╔══

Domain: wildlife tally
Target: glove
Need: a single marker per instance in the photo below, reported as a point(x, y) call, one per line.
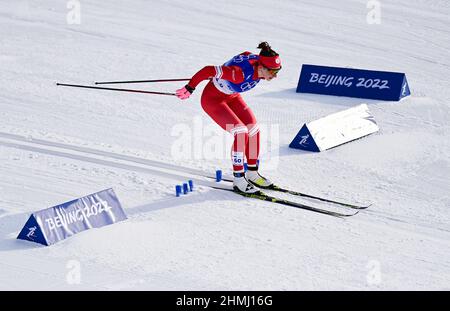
point(185, 92)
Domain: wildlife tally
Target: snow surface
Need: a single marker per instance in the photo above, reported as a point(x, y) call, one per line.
point(57, 144)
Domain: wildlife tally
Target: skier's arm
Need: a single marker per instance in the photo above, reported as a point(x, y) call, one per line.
point(230, 73)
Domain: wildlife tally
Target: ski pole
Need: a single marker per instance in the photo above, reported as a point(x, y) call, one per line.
point(114, 89)
point(142, 81)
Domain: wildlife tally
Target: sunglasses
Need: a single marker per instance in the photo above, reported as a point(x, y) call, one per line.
point(273, 71)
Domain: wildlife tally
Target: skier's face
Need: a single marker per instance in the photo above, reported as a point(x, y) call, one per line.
point(268, 74)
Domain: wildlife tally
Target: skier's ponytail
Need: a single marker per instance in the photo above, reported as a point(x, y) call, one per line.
point(268, 57)
point(266, 50)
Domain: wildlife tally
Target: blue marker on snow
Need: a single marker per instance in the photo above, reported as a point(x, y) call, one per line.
point(218, 175)
point(178, 190)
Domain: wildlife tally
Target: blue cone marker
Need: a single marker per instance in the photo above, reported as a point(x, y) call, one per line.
point(178, 190)
point(218, 175)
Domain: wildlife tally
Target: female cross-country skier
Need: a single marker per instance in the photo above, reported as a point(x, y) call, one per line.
point(222, 101)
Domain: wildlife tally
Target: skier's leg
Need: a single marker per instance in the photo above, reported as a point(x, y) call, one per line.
point(245, 114)
point(215, 105)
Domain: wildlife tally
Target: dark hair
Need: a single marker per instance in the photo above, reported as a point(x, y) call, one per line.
point(266, 50)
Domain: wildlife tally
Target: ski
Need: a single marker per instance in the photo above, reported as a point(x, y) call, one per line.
point(301, 194)
point(264, 197)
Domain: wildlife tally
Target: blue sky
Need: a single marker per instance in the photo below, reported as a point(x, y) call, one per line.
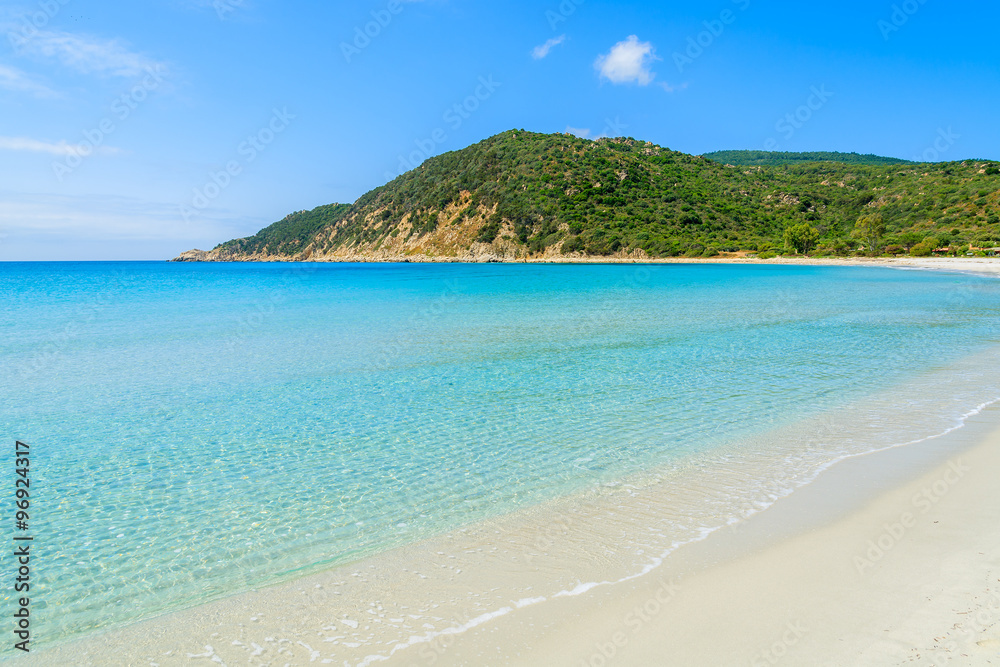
point(137, 130)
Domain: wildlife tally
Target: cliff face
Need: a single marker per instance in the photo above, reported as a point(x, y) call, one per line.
point(521, 195)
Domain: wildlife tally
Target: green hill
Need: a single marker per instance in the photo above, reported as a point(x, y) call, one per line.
point(774, 159)
point(526, 195)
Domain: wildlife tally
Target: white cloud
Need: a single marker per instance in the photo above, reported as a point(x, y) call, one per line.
point(89, 55)
point(36, 146)
point(628, 62)
point(543, 50)
point(14, 79)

╚══

**Written instruction**
Please update the lines above by replacing every "wildlife tally" with "ski scene survey", keeping everything else the same. Leave the pictures out of your answer.

**Result**
Domain: ski scene survey
Target: glove
Need: a single marker per instance in the photo below, reported as a point(x, y) call, one per line.
point(185, 92)
Domain: ski scene survey
Target: snow surface
Need: a single marker per instance in the photo above, reported as a point(x, y) call, one per line.
point(57, 144)
Domain: ski scene survey
Target: skier's arm
Need: a single marker per instance in the photo above, reported as a point(x, y) call, one per line.
point(230, 73)
Domain: ski scene survey
Target: ski pole
Need: a single marker per instance in the photo above, reported as a point(x, y) call, one per line.
point(114, 89)
point(142, 81)
Domain: ski scene survey
Target: sunglasses
Need: a single marker per instance in the photo above, reported as a point(x, y) call, one per line.
point(273, 71)
Domain: ski scene survey
Target: skier's face
Need: a single marker per instance in the photo above, reported as a point(x, y) call, one per line.
point(268, 74)
Domain: ski scene survey
Target: skier's ponytail
Need: a single marker per instance in the photo above, reported as a point(x, y) call, one per line.
point(268, 57)
point(266, 50)
Domain: ski scene survey
Target: blue marker on snow
Need: a single marker per instance in the photo above, reported as a point(x, y) call, one per line.
point(218, 175)
point(178, 190)
Domain: ski scene survey
Target: blue cone marker
Need: a single marker per instance in the photo above, reported as a point(x, y) call, one per line.
point(178, 190)
point(218, 175)
Domain: ski scene survey
Target: female cross-country skier
Need: a single marker per instance in the photo above, reported as a point(x, y) call, one per line.
point(222, 101)
Domain: ski scene survey
Target: skier's leg
Need: a single marker per instance in the photo above, reported as a point(x, y) call, one per line.
point(245, 114)
point(215, 105)
Domain: ski scene survey
Target: dark hair
Need: a single marker per instance in the photo above, reported as a point(x, y) call, one per line.
point(266, 50)
Domain: ski scene survey
Target: ski
Need: a single marker per instance in the photo above, reported as a point(x, y) call, one per line.
point(301, 194)
point(264, 197)
Domain: ski scene survey
Target: blue sky
Need: a single marker per instance in the photo below, reported as a point(x, y) call, one per line.
point(137, 130)
Domain: ski scene survey
Target: cliff face
Need: a single marker per instance in the photo above, reported as a point(x, y) call, one per line.
point(521, 195)
Domain: ski scene survey
Target: green hill
Need: a single marker per instance in the photo above, reported as a point(x, y) call, one per line.
point(774, 159)
point(526, 195)
Domain: ski scene survey
Target: white cloud
Need: a single marker per instance in the photo above, reported as a point(x, y) call, one per line.
point(89, 55)
point(36, 146)
point(628, 62)
point(543, 50)
point(14, 79)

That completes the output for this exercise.